Work to complete »
The line containing "Query: bird's belly" marks the end, so write out exactly every line from the top of the entries below through that one.

Segmentation mask data
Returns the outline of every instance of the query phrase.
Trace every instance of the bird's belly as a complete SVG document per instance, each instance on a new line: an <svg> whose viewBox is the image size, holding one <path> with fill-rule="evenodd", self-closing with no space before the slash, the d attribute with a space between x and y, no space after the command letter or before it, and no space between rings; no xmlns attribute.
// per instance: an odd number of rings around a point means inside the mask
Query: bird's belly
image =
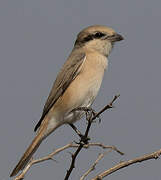
<svg viewBox="0 0 161 180"><path fill-rule="evenodd" d="M102 59L99 58L98 61L102 61ZM100 89L104 68L100 62L97 62L96 65L92 61L85 61L80 74L54 105L54 111L59 114L58 119L62 124L72 123L82 117L82 112L73 113L73 109L91 106Z"/></svg>
<svg viewBox="0 0 161 180"><path fill-rule="evenodd" d="M91 82L89 81L86 87L87 88L86 92L84 91L83 95L80 95L80 96L77 94L78 95L77 97L80 97L80 98L78 98L79 100L75 103L74 108L90 107L98 94L98 91L101 86L101 82L102 82L102 78L91 80ZM80 87L78 87L78 89L75 89L75 91L77 90L81 91ZM75 111L75 112L68 111L67 113L65 113L63 119L66 123L73 123L79 120L83 115L84 115L84 112L82 111Z"/></svg>

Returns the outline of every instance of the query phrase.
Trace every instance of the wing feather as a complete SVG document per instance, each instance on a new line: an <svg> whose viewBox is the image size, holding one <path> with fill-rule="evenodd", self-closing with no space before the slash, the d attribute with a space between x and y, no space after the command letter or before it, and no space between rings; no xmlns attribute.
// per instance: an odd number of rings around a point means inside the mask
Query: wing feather
<svg viewBox="0 0 161 180"><path fill-rule="evenodd" d="M35 126L34 131L39 128L46 114L53 107L59 97L63 95L70 83L79 74L81 70L81 65L85 61L85 57L86 56L84 52L73 51L71 53L53 84L48 99L45 103L42 116L37 125Z"/></svg>

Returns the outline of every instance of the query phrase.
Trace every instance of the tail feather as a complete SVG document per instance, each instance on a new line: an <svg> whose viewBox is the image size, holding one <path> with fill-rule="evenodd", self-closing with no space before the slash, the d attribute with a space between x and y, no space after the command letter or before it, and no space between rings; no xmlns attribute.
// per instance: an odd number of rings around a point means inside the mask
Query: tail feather
<svg viewBox="0 0 161 180"><path fill-rule="evenodd" d="M27 163L30 161L32 155L35 153L35 151L37 150L37 148L40 146L41 142L42 142L42 135L38 134L32 141L32 143L30 144L30 146L27 148L26 152L24 153L24 155L22 156L22 158L20 159L20 161L18 162L18 164L16 165L16 167L13 169L10 177L15 176L20 170L23 170L24 167L27 165Z"/></svg>

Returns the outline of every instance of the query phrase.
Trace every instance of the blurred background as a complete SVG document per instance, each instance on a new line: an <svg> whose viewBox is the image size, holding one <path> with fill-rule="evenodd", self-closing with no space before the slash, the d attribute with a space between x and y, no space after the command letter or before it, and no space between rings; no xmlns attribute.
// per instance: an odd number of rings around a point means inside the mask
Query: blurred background
<svg viewBox="0 0 161 180"><path fill-rule="evenodd" d="M121 96L115 108L93 124L91 142L115 145L124 156L105 156L87 179L116 163L161 148L161 1L159 0L1 0L0 1L0 179L11 170L34 137L44 103L56 75L68 57L76 35L93 24L114 28L125 38L109 57L97 111ZM85 121L76 125L83 132ZM68 126L59 128L35 154L78 140ZM61 180L71 162L72 149L33 166L25 180ZM83 150L71 180L80 176L103 152ZM122 169L110 180L160 180L161 160L150 160Z"/></svg>

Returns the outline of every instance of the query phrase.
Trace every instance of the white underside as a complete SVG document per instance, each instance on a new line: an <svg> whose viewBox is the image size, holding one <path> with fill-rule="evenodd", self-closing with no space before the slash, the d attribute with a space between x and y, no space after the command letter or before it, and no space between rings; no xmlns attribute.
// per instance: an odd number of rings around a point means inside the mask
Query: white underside
<svg viewBox="0 0 161 180"><path fill-rule="evenodd" d="M106 58L105 60L107 61ZM48 124L47 134L48 133L50 134L57 127L63 124L74 123L75 121L82 118L84 112L80 112L80 111L71 112L71 111L78 107L90 107L92 105L93 101L95 100L98 94L98 91L102 83L102 78L104 75L104 67L101 67L100 69L98 68L98 71L99 70L101 71L101 73L97 72L99 76L97 76L97 73L96 73L96 76L88 80L88 85L86 86L87 91L84 91L85 94L84 96L81 96L81 99L78 98L78 103L76 103L77 104L76 107L74 108L72 107L72 109L69 109L64 114L59 114L58 116L53 115L53 117L50 119L49 124ZM78 89L77 91L79 90L80 89Z"/></svg>
<svg viewBox="0 0 161 180"><path fill-rule="evenodd" d="M102 80L101 80L102 81ZM79 107L90 107L93 101L95 100L95 97L98 94L98 91L100 89L101 81L95 81L91 85L90 91L88 92L88 95L83 100L83 103L79 105ZM77 107L75 107L77 108ZM48 124L47 128L47 134L54 131L57 127L68 124L68 123L74 123L82 118L82 116L85 113L83 111L74 111L74 112L66 112L64 115L61 115L59 117L53 116Z"/></svg>

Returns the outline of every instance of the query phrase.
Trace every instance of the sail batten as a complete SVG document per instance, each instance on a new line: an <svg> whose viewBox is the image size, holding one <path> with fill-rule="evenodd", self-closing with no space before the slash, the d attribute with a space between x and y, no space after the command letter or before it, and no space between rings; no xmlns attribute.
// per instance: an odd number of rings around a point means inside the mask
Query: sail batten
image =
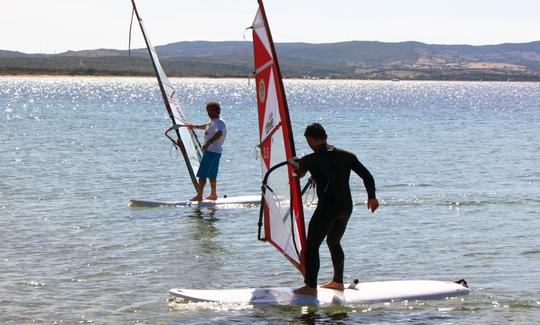
<svg viewBox="0 0 540 325"><path fill-rule="evenodd" d="M150 59L152 61L152 66L154 67L154 72L156 74L156 78L159 84L161 95L163 97L165 108L173 123L173 126L175 125L182 126L182 125L190 124L186 118L184 111L182 110L180 106L180 102L178 101L176 88L167 78L167 75L165 74L165 71L163 70L163 67L161 66L161 63L159 61L157 52L152 46L152 44L150 43L150 39L148 38L146 29L144 28L143 20L141 19L141 16L139 15L139 12L135 5L135 0L131 0L131 3L133 5L133 11L135 12L137 21L139 22L139 26L141 27L141 32L143 34L143 38L146 43L148 53L150 55ZM173 139L171 136L169 136L169 132L173 130L174 130L174 134L176 135L176 139ZM197 190L198 182L195 176L194 167L199 166L199 163L202 158L202 150L201 150L201 144L199 140L197 139L195 132L185 127L180 127L176 129L173 129L171 127L165 132L165 135L169 139L171 139L171 141L176 145L176 147L182 153L182 156L186 163L186 167L188 169L191 182L193 183L195 190Z"/></svg>
<svg viewBox="0 0 540 325"><path fill-rule="evenodd" d="M253 57L263 174L260 227L264 237L302 273L305 229L298 179L284 161L296 155L287 99L262 0L253 29ZM261 229L259 229L259 234Z"/></svg>

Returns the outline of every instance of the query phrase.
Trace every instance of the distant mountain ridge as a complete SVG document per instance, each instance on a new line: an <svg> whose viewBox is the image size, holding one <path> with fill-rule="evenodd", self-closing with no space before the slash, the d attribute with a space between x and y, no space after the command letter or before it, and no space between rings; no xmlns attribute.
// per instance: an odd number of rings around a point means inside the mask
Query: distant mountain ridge
<svg viewBox="0 0 540 325"><path fill-rule="evenodd" d="M537 80L540 41L499 45L420 42L277 43L285 77L355 79ZM244 77L249 41L183 41L157 46L170 76ZM60 54L0 50L0 74L153 75L146 49L95 49Z"/></svg>

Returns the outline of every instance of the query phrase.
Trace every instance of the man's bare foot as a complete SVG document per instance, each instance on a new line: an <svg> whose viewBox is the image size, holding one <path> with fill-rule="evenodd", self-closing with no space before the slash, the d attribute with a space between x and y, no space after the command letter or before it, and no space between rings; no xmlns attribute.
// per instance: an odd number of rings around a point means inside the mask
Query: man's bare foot
<svg viewBox="0 0 540 325"><path fill-rule="evenodd" d="M202 195L195 195L194 197L192 197L190 199L191 202L194 202L194 201L202 201Z"/></svg>
<svg viewBox="0 0 540 325"><path fill-rule="evenodd" d="M345 290L345 286L343 285L343 283L338 283L334 280L328 281L325 284L322 284L321 288L333 289L333 290L339 290L339 291Z"/></svg>
<svg viewBox="0 0 540 325"><path fill-rule="evenodd" d="M207 200L215 201L217 200L217 194L210 194L206 197Z"/></svg>
<svg viewBox="0 0 540 325"><path fill-rule="evenodd" d="M303 287L294 289L293 293L297 295L317 296L317 288L303 286Z"/></svg>

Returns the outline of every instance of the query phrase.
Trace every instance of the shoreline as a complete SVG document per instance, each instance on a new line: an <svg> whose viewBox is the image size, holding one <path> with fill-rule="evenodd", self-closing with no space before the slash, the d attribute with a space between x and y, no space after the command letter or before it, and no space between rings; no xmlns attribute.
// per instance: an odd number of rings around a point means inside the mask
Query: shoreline
<svg viewBox="0 0 540 325"><path fill-rule="evenodd" d="M73 78L73 79L155 79L155 76L128 76L128 75L70 75L70 74L0 74L0 79L2 78L33 78L33 79L62 79L62 78ZM214 76L191 76L191 77L168 77L169 79L210 79L210 80L251 80L254 79L252 76L246 77L214 77ZM284 80L302 80L302 81L377 81L377 82L530 82L537 83L538 80L526 80L526 79L514 79L514 80L470 80L470 79L361 79L361 78L299 78L299 77L283 77Z"/></svg>

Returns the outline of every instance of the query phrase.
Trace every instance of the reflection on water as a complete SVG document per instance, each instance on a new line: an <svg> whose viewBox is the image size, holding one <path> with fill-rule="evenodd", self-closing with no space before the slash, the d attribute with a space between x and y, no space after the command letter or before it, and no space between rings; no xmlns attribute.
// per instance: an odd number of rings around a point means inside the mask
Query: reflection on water
<svg viewBox="0 0 540 325"><path fill-rule="evenodd" d="M192 218L199 218L199 219L208 219L211 221L215 221L216 219L216 211L218 208L214 206L208 206L208 207L194 207L192 209L193 213L191 214Z"/></svg>
<svg viewBox="0 0 540 325"><path fill-rule="evenodd" d="M320 324L321 322L340 323L347 320L351 312L355 312L355 310L340 305L329 307L302 306L300 315L294 316L292 321L308 325Z"/></svg>
<svg viewBox="0 0 540 325"><path fill-rule="evenodd" d="M200 244L205 253L220 254L224 250L213 239L220 234L216 228L216 208L204 207L194 208L188 215L191 225L191 237L195 243Z"/></svg>

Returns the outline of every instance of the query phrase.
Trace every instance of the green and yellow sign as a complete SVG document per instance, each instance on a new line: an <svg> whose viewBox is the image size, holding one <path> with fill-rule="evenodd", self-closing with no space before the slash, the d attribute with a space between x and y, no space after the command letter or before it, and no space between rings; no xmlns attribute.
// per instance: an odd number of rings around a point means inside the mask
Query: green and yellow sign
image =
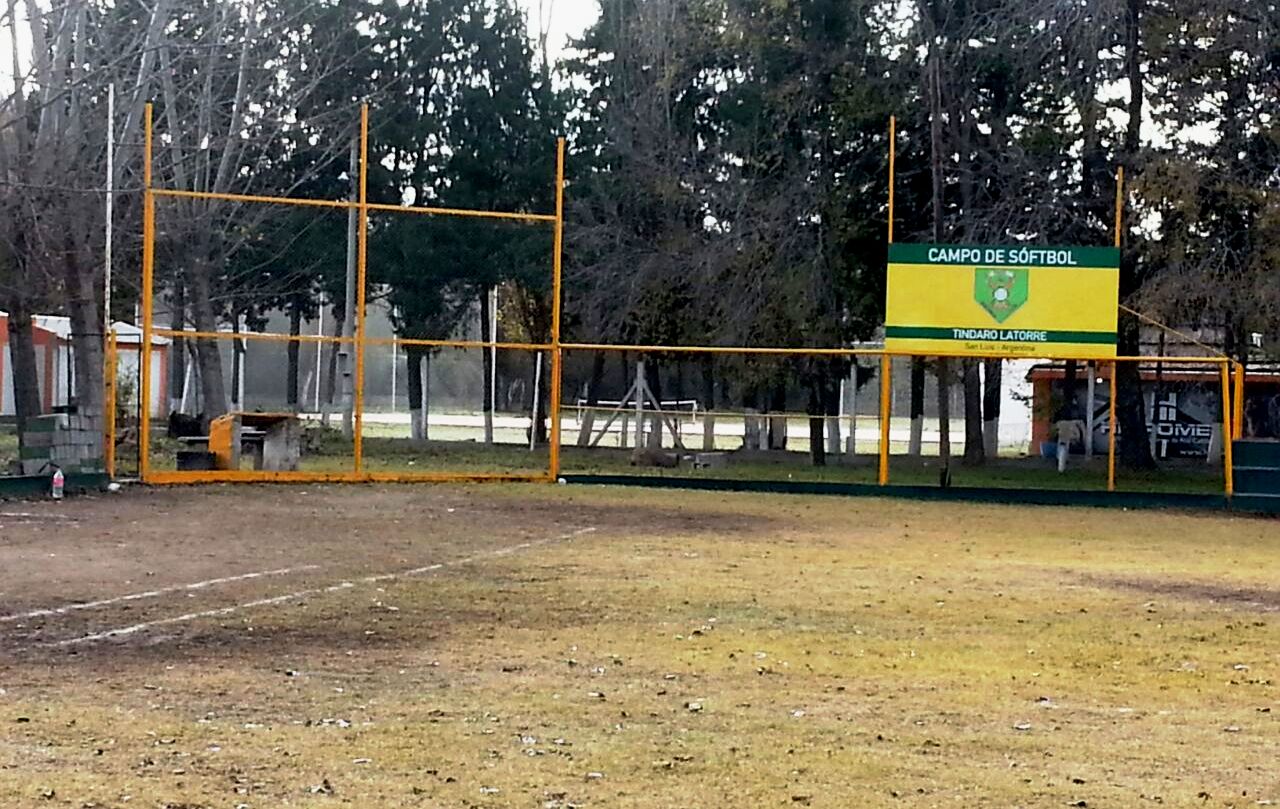
<svg viewBox="0 0 1280 809"><path fill-rule="evenodd" d="M1116 355L1113 247L891 244L885 347L915 354Z"/></svg>

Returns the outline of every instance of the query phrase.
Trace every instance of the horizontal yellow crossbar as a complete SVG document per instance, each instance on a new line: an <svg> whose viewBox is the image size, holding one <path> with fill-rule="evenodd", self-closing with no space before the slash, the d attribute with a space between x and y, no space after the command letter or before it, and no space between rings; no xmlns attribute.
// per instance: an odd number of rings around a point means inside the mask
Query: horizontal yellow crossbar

Result »
Returns the outline of every instance of the query phrase.
Trace every instance of the bird's belly as a complete SVG document per instance, each instance on a new line: an <svg> whose viewBox is the image size, holding one <path> with fill-rule="evenodd", self-closing with no space before the slash, the d attribute with a space between x and y, no space after the command letter or before it, and no space between rings; no xmlns attribute.
// per instance: an odd number of rings around a point means inside the mask
Query: bird's belly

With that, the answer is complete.